Exercise passage: Begin
GR L 45637; (May, 1985) (Digest)
G.R. No. L-45637 May 31, 1985
ROBERTO JUNTILLA, petitioner, vs. CLEMENTE FONTANAR, FERNANDO BANZON and BERFOL CAMORO, respondents.
FACTS
Petitioner Roberto Juntilla was a passenger in a public utility jeepney owned by respondent Fernando Banzon, registered under the franchise of respondent Clemente Fontanar, and driven by respondent Berfol Camoro. During the trip from Danao City to Cebu City, the jeepney’s right rear tire exploded in Mandaue City, causing the vehicle to turn turtle. Juntilla was thrown from the vehicle, sustaining injuries including a lacerated wound on his right palm, and discovered his Omega wristwatch was lost. He sought medical treatment and filed a complaint for breach of contract of carriage and damages before the City Court of Cebu.
Exercise passage: End
Data: Begin
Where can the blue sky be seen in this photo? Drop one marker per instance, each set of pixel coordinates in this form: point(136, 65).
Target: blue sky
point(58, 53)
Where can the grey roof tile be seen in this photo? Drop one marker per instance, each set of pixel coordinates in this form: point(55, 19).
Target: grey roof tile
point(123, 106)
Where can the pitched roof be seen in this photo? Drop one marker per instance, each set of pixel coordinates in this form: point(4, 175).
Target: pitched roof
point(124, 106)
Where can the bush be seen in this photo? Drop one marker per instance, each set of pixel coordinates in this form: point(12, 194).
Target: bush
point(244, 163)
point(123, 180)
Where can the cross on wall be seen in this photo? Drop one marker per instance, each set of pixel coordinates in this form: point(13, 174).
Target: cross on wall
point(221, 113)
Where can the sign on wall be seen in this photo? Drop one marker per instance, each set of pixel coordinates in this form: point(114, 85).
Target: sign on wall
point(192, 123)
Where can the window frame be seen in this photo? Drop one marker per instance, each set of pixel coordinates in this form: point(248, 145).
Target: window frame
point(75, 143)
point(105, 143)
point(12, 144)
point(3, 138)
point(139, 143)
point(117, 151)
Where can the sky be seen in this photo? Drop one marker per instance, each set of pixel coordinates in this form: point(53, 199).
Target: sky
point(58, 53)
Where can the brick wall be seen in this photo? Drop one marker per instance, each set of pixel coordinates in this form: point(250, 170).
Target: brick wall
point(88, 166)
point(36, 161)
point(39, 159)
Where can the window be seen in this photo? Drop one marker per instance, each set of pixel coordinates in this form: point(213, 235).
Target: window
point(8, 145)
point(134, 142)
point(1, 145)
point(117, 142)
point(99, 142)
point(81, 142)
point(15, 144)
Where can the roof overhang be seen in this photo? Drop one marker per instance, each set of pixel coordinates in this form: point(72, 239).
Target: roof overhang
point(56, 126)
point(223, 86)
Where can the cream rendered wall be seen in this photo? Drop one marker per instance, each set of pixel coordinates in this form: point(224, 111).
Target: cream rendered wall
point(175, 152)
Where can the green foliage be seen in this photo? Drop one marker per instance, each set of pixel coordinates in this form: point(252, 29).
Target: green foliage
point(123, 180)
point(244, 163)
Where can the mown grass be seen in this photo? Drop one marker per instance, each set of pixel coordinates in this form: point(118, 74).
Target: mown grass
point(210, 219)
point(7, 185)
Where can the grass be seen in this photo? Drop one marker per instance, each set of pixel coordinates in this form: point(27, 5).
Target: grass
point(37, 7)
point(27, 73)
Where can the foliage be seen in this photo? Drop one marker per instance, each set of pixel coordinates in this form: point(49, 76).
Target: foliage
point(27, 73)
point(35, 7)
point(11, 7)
Data: End
Data: Begin
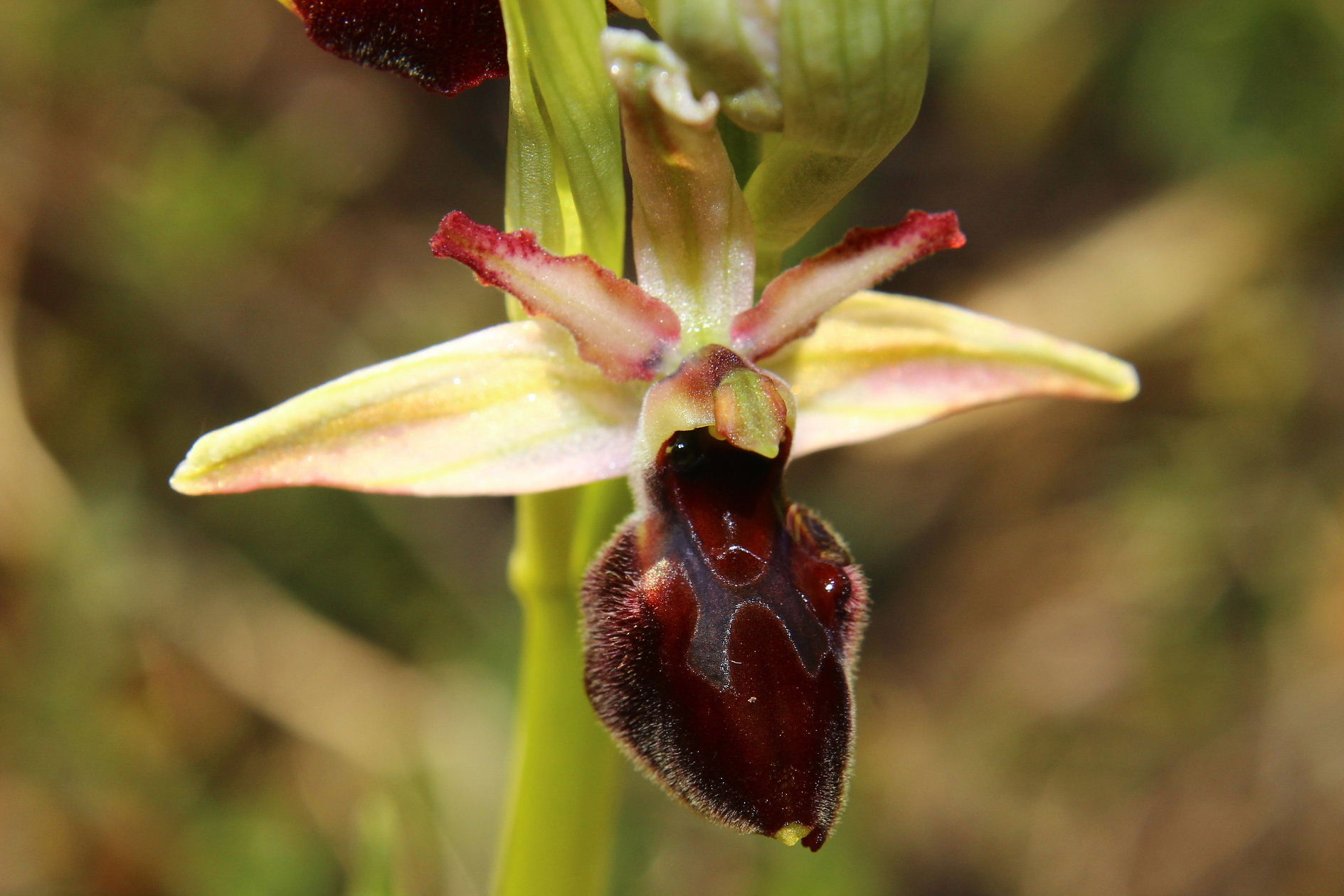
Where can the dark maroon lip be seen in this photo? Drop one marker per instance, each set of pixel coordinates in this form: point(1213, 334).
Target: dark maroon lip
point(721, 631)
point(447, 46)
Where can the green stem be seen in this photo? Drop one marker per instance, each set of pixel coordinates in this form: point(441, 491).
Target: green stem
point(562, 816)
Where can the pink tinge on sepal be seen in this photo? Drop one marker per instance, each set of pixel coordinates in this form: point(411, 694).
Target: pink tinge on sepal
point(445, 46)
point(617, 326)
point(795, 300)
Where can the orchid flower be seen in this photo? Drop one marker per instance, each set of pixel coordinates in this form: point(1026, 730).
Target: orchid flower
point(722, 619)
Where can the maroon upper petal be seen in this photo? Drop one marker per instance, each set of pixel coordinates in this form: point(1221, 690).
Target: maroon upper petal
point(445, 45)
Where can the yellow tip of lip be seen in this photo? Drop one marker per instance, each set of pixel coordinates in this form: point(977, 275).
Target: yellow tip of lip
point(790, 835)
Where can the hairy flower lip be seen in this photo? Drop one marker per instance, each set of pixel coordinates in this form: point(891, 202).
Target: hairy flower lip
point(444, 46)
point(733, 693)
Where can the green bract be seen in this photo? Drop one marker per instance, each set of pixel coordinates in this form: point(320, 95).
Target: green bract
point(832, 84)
Data: End
Data: Begin
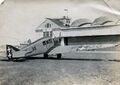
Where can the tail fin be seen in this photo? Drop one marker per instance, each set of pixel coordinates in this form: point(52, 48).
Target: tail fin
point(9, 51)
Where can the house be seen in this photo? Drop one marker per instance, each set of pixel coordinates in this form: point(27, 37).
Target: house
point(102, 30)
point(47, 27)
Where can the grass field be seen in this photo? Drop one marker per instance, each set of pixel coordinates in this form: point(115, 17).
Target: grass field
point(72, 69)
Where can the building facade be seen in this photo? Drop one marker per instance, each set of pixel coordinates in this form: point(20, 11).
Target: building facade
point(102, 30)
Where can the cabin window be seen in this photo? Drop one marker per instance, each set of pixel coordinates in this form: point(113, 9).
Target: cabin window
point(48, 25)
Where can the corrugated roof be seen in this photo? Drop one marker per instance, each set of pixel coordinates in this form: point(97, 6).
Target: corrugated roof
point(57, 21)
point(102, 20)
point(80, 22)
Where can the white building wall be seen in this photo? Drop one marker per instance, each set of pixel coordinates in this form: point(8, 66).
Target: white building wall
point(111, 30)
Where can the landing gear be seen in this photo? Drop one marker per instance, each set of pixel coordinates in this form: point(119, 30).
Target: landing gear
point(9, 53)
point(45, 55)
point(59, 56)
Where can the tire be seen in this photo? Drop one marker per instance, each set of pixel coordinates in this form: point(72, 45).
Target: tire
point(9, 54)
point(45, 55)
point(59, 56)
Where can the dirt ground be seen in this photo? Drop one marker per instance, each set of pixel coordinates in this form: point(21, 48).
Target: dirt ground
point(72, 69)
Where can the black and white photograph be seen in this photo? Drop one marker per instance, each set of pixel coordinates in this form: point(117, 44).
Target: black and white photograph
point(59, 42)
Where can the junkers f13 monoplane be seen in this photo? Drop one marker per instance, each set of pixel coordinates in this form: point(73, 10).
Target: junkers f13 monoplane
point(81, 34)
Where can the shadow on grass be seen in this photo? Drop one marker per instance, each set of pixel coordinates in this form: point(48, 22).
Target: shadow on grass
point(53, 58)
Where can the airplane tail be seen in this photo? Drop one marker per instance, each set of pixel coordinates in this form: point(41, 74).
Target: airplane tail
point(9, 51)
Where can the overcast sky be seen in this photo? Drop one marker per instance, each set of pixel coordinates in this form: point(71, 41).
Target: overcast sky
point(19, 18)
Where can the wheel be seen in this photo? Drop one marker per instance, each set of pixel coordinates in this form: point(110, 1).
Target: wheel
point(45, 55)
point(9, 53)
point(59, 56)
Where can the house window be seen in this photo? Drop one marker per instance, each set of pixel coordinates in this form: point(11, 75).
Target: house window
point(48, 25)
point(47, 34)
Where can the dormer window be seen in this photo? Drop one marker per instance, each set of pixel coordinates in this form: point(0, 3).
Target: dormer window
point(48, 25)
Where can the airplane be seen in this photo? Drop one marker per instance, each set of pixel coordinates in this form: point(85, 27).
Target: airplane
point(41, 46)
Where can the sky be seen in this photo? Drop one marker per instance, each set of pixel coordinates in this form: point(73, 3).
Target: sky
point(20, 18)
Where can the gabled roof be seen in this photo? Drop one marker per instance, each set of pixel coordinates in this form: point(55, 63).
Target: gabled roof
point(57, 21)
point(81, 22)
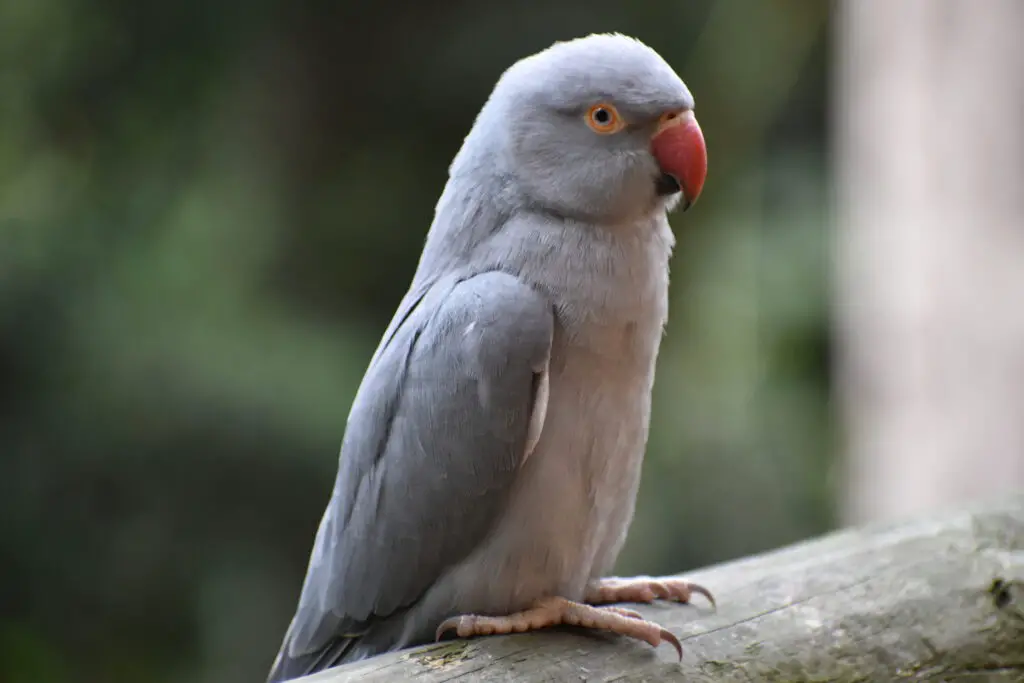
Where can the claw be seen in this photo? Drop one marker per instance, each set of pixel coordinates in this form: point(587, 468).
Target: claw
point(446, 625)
Data: End
_Work item_: According to the case digest, what caused the jeepney to turn turtle in Mandaue City?

_Expected answer_: The jeepney's right rear tire exploded.